-- EXERCISE MATERIALS --
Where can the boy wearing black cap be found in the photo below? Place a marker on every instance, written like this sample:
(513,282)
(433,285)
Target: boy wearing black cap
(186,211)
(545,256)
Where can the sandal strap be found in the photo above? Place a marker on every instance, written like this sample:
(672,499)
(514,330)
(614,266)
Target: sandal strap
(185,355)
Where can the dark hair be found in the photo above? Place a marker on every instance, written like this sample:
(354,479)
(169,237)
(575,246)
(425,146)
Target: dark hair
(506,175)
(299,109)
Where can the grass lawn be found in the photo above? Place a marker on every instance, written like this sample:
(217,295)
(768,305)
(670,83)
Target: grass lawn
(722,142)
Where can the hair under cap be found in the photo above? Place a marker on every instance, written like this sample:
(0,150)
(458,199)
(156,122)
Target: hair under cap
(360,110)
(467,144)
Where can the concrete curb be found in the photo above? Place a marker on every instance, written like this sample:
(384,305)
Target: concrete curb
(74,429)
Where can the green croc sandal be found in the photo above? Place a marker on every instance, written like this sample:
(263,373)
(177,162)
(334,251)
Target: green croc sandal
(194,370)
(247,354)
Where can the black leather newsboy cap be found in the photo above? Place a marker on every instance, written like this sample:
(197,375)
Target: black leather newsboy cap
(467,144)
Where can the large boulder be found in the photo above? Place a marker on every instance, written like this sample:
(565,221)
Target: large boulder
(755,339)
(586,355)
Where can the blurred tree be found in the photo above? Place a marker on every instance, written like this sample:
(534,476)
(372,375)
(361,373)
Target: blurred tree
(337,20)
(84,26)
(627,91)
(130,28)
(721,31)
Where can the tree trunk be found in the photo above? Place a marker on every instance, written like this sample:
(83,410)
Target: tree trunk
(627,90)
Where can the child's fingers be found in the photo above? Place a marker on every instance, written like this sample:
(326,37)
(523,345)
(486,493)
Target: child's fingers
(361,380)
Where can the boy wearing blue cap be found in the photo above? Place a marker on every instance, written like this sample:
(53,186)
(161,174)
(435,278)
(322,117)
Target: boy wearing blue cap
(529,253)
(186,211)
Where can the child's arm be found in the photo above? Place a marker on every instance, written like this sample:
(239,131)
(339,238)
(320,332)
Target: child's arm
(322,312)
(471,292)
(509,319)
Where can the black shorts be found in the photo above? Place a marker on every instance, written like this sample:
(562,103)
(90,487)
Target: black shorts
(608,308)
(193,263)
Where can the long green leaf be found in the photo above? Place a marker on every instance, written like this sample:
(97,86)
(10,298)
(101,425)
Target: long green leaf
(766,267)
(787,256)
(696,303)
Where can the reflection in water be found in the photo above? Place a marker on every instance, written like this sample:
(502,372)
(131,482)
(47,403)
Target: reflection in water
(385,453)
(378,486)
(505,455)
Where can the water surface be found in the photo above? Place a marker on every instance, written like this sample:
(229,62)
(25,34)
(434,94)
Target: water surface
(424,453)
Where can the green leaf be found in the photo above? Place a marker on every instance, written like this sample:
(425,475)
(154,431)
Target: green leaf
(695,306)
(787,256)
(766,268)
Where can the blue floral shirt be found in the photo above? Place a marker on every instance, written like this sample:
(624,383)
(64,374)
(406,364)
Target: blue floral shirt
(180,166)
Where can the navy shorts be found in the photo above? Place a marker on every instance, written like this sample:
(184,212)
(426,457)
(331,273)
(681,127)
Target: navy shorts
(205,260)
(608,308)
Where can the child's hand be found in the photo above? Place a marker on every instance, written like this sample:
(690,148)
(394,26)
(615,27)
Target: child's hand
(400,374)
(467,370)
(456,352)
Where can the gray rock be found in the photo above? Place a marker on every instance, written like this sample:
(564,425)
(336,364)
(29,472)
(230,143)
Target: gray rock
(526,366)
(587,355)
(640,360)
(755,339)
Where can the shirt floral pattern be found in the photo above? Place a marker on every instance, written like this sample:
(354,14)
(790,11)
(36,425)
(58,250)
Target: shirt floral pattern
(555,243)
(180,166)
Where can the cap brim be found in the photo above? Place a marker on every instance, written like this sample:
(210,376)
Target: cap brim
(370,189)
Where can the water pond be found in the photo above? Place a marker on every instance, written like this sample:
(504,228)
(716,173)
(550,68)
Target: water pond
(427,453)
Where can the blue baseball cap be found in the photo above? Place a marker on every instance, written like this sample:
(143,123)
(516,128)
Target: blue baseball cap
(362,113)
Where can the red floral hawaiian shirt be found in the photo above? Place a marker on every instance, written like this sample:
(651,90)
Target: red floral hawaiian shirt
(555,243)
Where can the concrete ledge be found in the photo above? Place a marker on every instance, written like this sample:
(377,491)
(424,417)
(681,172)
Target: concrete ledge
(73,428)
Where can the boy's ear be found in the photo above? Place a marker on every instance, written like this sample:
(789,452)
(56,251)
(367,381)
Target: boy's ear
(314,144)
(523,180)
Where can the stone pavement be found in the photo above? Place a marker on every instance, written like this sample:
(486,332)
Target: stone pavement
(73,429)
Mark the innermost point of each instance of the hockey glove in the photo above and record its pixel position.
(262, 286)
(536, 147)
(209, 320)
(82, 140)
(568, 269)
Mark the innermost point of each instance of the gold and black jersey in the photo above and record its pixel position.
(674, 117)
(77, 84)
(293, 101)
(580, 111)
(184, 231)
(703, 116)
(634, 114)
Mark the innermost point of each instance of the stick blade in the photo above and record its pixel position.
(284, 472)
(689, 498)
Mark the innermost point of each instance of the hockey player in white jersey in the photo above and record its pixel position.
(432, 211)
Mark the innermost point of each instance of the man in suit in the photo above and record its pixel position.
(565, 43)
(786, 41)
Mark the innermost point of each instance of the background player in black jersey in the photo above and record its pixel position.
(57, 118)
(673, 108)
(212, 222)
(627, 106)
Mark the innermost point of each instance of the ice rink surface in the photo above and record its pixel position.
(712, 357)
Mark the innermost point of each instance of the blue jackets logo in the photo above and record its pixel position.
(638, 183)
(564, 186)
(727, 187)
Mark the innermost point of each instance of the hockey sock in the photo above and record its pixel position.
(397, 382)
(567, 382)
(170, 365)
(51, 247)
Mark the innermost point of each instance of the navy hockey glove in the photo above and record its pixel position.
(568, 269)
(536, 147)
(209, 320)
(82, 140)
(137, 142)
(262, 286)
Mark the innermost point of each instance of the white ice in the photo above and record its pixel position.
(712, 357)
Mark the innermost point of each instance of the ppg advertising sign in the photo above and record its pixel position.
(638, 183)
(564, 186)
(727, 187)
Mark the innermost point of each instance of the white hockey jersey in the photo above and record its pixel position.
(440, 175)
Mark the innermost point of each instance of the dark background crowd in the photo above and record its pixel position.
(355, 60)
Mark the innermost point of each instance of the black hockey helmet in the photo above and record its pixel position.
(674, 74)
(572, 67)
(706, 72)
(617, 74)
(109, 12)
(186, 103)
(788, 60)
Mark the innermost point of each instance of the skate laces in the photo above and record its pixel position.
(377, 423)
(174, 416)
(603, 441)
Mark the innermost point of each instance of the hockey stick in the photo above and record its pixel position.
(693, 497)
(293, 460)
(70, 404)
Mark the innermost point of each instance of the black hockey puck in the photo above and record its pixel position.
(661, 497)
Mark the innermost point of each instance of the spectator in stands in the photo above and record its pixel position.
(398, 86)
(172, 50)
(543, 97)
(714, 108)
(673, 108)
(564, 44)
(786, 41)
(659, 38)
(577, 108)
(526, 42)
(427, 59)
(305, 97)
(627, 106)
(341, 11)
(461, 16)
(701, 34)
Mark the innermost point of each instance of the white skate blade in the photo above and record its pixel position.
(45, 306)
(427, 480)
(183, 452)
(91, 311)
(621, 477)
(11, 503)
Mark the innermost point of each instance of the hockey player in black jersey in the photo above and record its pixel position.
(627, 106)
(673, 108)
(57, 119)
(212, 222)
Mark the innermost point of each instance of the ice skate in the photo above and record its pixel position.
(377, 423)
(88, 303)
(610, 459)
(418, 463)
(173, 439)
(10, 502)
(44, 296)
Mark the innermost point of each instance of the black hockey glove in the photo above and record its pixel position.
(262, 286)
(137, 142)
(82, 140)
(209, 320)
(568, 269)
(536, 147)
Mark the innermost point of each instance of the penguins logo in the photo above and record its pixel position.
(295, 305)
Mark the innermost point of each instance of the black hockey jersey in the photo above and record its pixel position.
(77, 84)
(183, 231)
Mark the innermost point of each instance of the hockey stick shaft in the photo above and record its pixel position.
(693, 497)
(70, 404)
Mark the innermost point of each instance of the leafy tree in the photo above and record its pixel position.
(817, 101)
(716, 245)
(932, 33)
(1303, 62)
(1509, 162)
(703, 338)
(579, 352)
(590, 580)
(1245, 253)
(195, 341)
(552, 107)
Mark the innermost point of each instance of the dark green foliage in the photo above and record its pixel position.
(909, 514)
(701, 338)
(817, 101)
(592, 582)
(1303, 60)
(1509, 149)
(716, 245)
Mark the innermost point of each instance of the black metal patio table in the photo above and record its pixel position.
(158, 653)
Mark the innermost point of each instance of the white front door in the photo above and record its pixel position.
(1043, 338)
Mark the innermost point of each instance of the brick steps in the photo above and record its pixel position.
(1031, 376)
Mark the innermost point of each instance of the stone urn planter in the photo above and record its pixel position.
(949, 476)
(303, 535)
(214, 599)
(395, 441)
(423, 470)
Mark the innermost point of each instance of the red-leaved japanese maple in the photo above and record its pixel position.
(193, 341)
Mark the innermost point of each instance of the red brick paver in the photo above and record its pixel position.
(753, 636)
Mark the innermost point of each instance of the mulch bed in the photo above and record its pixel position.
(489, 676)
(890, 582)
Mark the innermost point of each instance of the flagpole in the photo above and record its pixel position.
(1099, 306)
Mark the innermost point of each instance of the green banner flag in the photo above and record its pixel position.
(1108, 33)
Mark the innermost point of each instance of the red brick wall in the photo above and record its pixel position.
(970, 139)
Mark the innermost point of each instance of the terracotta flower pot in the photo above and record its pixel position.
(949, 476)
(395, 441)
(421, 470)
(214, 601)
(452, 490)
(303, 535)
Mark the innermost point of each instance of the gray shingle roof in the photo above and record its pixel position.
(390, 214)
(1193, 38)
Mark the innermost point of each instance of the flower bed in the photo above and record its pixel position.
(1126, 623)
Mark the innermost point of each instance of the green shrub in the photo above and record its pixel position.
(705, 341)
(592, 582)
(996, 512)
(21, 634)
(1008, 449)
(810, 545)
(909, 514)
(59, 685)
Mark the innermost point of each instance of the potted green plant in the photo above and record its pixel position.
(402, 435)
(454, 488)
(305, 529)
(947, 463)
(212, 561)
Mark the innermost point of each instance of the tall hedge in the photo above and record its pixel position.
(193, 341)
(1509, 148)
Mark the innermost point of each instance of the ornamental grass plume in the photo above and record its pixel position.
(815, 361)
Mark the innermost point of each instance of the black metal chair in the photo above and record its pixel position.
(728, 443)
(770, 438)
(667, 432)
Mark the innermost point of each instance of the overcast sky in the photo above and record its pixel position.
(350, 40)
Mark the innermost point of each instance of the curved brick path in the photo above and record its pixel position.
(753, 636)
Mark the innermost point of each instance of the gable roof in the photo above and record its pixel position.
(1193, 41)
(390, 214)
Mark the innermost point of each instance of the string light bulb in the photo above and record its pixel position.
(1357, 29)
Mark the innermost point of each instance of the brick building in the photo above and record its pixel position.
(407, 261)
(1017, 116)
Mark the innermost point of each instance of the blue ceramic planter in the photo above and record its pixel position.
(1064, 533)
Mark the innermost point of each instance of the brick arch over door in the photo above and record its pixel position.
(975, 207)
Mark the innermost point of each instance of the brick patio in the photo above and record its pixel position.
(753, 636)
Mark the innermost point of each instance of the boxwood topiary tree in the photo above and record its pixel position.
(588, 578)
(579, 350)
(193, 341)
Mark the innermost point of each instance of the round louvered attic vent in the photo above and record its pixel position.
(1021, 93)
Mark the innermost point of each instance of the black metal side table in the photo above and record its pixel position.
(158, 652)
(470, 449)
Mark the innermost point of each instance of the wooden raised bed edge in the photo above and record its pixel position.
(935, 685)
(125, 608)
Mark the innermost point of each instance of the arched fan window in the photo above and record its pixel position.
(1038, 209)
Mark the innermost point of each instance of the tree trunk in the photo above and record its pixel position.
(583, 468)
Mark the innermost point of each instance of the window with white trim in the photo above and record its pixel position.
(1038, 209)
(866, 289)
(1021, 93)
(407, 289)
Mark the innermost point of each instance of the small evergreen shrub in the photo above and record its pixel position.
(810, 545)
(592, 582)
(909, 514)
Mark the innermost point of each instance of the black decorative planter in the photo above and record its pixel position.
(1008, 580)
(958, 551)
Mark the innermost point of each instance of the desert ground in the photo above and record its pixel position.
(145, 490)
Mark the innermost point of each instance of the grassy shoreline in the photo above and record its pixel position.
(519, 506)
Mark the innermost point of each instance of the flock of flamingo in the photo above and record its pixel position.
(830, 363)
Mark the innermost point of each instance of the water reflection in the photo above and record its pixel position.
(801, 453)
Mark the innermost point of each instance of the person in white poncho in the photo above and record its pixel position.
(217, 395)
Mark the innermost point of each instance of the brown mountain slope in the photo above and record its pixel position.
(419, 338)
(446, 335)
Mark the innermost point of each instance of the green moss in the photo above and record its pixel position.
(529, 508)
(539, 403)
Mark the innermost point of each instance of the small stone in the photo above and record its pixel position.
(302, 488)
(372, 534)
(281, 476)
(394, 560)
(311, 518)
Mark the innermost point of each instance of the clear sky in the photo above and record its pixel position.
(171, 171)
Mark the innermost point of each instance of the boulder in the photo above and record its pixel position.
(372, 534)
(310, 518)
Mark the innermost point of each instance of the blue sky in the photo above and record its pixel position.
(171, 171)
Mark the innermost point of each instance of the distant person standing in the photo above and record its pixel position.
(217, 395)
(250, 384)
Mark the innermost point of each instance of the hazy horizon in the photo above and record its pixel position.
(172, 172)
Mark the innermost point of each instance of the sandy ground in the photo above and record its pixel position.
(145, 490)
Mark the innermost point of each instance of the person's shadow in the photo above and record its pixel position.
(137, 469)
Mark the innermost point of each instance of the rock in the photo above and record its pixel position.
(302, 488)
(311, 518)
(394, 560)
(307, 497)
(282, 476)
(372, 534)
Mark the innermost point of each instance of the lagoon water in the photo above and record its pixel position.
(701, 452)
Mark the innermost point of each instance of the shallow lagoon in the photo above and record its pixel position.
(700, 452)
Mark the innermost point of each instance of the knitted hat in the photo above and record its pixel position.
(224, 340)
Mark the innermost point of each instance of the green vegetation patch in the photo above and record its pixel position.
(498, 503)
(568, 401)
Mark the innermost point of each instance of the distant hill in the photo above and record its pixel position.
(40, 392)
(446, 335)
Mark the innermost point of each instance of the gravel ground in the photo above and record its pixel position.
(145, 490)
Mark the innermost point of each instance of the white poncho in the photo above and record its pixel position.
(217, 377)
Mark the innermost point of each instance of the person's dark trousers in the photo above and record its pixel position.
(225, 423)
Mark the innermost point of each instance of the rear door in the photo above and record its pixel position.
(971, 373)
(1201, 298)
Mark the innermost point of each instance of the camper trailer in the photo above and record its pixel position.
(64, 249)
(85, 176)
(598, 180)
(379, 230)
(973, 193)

-- YOUR TASK --
The line containing "Mark the innermost point of each instance of the gravel" marks the start; retype it and each line after it through the end of the records above, exactly.

-- WRITTEN RESPONSE --
Mark the innermost point of each instance of the gravel ground in the photo above and record its pixel position.
(145, 490)
Mark the innermost point of each instance of the white poncho in the photo above and record its pixel position.
(217, 377)
Mark the innermost point of each instance of the person's dark trousers in the photo above and record its pixel position.
(225, 423)
Mark the innermost point of each instance of the rear door in the photo above and record its pixel position.
(971, 373)
(1201, 298)
Mark the innermost point of each instance of the camper trailer in the photo above and record its pixel position.
(64, 249)
(85, 176)
(598, 180)
(379, 230)
(973, 193)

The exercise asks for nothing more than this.